======== Records ========

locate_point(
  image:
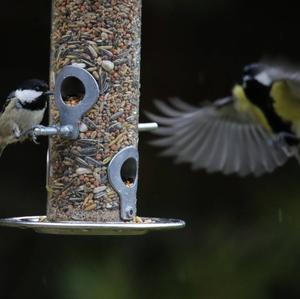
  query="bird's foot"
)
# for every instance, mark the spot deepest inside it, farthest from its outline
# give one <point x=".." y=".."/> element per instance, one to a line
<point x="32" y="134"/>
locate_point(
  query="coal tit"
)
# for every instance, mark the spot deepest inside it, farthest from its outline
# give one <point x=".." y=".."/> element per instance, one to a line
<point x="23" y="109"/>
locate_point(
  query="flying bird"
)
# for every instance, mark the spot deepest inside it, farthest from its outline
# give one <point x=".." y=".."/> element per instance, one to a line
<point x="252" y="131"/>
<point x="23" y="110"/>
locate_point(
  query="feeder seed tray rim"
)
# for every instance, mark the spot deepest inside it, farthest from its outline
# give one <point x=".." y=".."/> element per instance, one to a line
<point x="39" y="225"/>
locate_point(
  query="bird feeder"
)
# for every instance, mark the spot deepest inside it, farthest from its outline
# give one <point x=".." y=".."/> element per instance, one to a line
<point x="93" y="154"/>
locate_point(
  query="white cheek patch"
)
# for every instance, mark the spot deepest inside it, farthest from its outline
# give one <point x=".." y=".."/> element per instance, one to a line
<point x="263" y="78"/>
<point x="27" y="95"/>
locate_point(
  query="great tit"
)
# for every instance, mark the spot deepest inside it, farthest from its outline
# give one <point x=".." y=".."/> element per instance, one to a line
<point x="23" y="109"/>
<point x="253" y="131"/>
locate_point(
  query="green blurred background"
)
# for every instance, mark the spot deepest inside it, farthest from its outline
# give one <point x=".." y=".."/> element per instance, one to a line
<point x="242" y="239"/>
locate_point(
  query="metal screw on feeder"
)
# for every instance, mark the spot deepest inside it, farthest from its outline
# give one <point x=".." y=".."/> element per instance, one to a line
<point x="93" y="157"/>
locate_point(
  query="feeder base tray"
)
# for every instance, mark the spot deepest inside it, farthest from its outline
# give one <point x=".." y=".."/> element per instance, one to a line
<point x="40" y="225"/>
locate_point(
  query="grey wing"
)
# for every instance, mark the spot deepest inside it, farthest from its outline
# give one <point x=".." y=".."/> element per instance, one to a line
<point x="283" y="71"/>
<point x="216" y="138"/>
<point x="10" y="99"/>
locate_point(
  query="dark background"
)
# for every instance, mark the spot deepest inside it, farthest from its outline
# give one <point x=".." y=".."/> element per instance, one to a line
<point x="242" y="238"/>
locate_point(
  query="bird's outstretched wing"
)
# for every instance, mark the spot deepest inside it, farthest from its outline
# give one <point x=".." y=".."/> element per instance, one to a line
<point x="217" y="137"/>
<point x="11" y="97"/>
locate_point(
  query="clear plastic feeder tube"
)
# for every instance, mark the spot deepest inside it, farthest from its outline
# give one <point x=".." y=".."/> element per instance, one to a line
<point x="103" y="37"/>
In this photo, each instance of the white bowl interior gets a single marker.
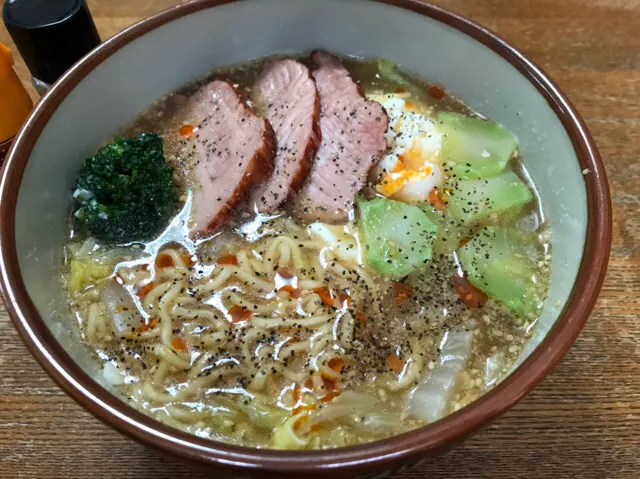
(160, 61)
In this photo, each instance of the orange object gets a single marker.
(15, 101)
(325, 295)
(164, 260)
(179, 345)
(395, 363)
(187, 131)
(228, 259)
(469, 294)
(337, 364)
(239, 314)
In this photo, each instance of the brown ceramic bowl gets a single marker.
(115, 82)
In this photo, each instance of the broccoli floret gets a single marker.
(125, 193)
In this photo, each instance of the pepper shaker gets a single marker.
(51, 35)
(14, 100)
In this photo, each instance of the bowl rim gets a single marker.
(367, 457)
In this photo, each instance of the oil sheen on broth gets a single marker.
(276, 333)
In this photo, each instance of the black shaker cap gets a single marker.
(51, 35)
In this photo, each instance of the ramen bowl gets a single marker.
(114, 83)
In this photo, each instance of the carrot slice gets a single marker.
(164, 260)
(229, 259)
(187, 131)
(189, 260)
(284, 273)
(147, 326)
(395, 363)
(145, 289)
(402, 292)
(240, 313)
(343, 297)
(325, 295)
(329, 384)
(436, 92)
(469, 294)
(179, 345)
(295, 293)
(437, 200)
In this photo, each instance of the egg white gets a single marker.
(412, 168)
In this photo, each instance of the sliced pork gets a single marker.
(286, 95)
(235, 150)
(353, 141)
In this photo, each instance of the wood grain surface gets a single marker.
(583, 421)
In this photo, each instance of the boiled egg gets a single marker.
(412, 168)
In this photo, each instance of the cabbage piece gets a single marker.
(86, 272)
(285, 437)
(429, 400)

========

■ **Goal**: Render every entry above as a numbered list, one line per item, and omit any blank lines. Leave the pictures out.

■ **Completed exercise**:
1. locate_point(
2.   image:
3.   query="bird's foot"
4. )
5. # for every instance, mark the spot deepest inside it, farthest from its outline
6. # give one <point x=".." y=".."/> element per instance, one to a line
7. <point x="32" y="134"/>
8. locate_point(
9.   query="coal tit"
10. )
11. # for every instance, mark the spot deepest inside it, farthest from its outline
12. # give one <point x=".." y=".."/> element per instance, one to a line
13. <point x="23" y="109"/>
14. locate_point(
15.   query="flying bird"
16. )
17. # for every instance, mark the spot deepest inside it, farthest from its outline
18. # give one <point x=".." y=".."/> element per instance, one to a line
19. <point x="252" y="131"/>
20. <point x="23" y="110"/>
21. locate_point(
22.   query="feeder seed tray rim"
23. )
24. # for every instance, mark the spot deepest inside it, farthest from its outline
25. # give one <point x=".." y=".."/> element per instance, one to a line
26. <point x="39" y="225"/>
27. locate_point(
28.   query="bird feeder"
29. )
30. # for every instance, mark the spot deepest inside it, farthest from its outline
31. # give one <point x=".." y=".."/> element per instance, one to a line
32. <point x="93" y="154"/>
33. locate_point(
34.   query="white cheek patch"
35. )
36. # for every instance, mark the spot deepest inside it, farthest from its outline
37. # give one <point x=".." y=".."/> element per instance, one to a line
38. <point x="263" y="78"/>
39. <point x="27" y="95"/>
40. locate_point(
41.   query="great tit"
42. )
43. # for every instance, mark the spot deepest inside it, farthest from its outline
44. # give one <point x=".." y=".."/> element per instance, one to a line
45. <point x="23" y="109"/>
46. <point x="253" y="131"/>
47. locate_point(
48.   query="green blurred background"
49. )
50. # for every instance, mark the spot deepest inside it, farthest from its outline
51. # give one <point x=".." y=".."/> element per instance, one to a line
52. <point x="242" y="239"/>
53. locate_point(
54.   query="metal screw on feeder"
55. )
56. # for every instance, mark the spot deepest inside it, farthest from its outline
57. # give one <point x=".." y=".."/> element per instance, one to a line
58. <point x="93" y="157"/>
59. locate_point(
60.   query="feeder base tray"
61. )
62. # for every instance, mark the spot deepest inside it, farthest from its outline
63. # give one <point x=".." y=".."/> element per instance, one to a line
64. <point x="40" y="225"/>
65. locate_point(
66.   query="grey wing"
67. )
68. # for every instance, mark the spot deepest inside it, farthest from its outline
69. # give one <point x=".." y=".."/> element per instance, one to a line
70. <point x="283" y="71"/>
71. <point x="216" y="138"/>
72. <point x="10" y="99"/>
73. locate_point(
74.   query="dark background"
75. )
76. # for every instance, mark the spot deepest inside it, farthest from its outline
77. # give one <point x=".." y=".."/> element per instance, one to a line
78. <point x="242" y="238"/>
79. locate_point(
80.   query="bird's outstretched wing"
81. )
82. # for every instance, mark the spot deepest inside it, farthest from its outline
83. # give one <point x=".." y=".."/> element per instance, one to a line
84. <point x="217" y="137"/>
85. <point x="11" y="97"/>
86. locate_point(
87.   query="clear plastic feeder tube"
88. )
89. # for every instance, mark the spot deepest inside it, farthest from its outline
90. # give one <point x=".." y=".."/> element per instance, one to a line
91. <point x="103" y="37"/>
92. In this photo, each instance of the white bowl interior gets a single marker.
93. (160, 61)
94. In this photo, each instance of the orange object gets a single marker.
95. (15, 101)
96. (325, 295)
97. (164, 260)
98. (179, 345)
99. (395, 363)
100. (187, 131)
101. (228, 259)
102. (469, 294)
103. (337, 364)
104. (239, 314)
105. In this photo, each instance of the brown ceramic bowl gets a single marker.
106. (115, 82)
107. In this photo, each instance of the broccoli floret gets a single marker.
108. (125, 193)
109. In this photo, each instance of the pepper shaker gets a single marker.
110. (51, 35)
111. (14, 100)
112. In this photo, each instance of the bowl rim gets a single marker.
113. (367, 457)
114. In this photo, each instance of the oil sheen on broth gets a single marker.
115. (276, 333)
116. In this photo, each instance of the black shaker cap gets a single marker.
117. (51, 35)
118. In this photo, each instance of the ramen bowl gets a single marker.
119. (114, 83)
120. In this photo, each instance of the carrot slice gets a single marker.
121. (164, 260)
122. (229, 259)
123. (187, 131)
124. (189, 260)
125. (284, 273)
126. (147, 326)
127. (395, 363)
128. (145, 289)
129. (402, 292)
130. (240, 313)
131. (343, 297)
132. (325, 295)
133. (329, 384)
134. (436, 92)
135. (469, 294)
136. (179, 345)
137. (295, 293)
138. (437, 200)
139. In this photo, each instance of the egg white gets a single marker.
140. (412, 168)
141. In this photo, each instance of the sliced pork gets a single marker.
142. (286, 95)
143. (235, 150)
144. (353, 141)
145. In this photo, each instance of the wood grain surface gets a single marker.
146. (583, 421)
147. In this photo, each instance of the boiled egg gets a single marker.
148. (412, 168)
149. In this photo, each instance of the cabbage piece gets a single marker.
150. (86, 272)
151. (285, 437)
152. (429, 400)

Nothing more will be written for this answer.